▸ Problem description: Extract every line of the records below word for word, omitting the pictures.

(Dataset excerpt)
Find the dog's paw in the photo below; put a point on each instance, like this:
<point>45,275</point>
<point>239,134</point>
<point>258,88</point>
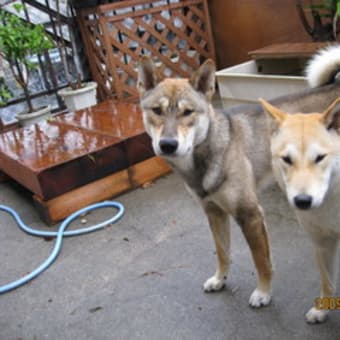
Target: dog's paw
<point>213,284</point>
<point>259,298</point>
<point>316,315</point>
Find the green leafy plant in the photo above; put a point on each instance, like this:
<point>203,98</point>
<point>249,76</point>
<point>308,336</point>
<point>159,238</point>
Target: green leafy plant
<point>325,16</point>
<point>5,92</point>
<point>19,40</point>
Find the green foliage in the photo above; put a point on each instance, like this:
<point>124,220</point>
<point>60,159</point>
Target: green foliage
<point>18,41</point>
<point>5,92</point>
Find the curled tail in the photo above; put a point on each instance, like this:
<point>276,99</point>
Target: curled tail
<point>324,66</point>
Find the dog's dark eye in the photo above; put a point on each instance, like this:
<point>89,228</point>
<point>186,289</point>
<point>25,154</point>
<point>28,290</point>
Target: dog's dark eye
<point>187,112</point>
<point>157,110</point>
<point>319,158</point>
<point>287,160</point>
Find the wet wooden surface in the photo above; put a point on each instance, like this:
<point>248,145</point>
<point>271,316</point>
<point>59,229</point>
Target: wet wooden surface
<point>70,151</point>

▸ The solution:
Find the dog's paw in the photo below; put a point on each instance, like this:
<point>45,275</point>
<point>239,134</point>
<point>258,88</point>
Target: dog's paw
<point>213,284</point>
<point>259,298</point>
<point>316,315</point>
Find the green leafy plant in the photo above; put a point on each instance, like this:
<point>203,98</point>
<point>249,76</point>
<point>308,336</point>
<point>159,238</point>
Target: green leafy plant
<point>325,16</point>
<point>5,92</point>
<point>19,40</point>
Find the green foliage in the photo above; put a point on each instance, like this:
<point>124,220</point>
<point>60,159</point>
Target: green foliage
<point>18,41</point>
<point>5,92</point>
Find the curled tail in the photo above; put a point on each instance, like this:
<point>276,99</point>
Target: curled tail
<point>324,66</point>
Find the dog's dark eye in the photo above; put a point on each instance, like this:
<point>89,228</point>
<point>186,289</point>
<point>25,154</point>
<point>28,290</point>
Target: dog's dark eye
<point>187,112</point>
<point>157,110</point>
<point>319,158</point>
<point>287,160</point>
Find the wet wooden surface in the photo above; put a point on each instance, like this:
<point>248,145</point>
<point>271,316</point>
<point>59,229</point>
Target: wet wooden surface
<point>70,151</point>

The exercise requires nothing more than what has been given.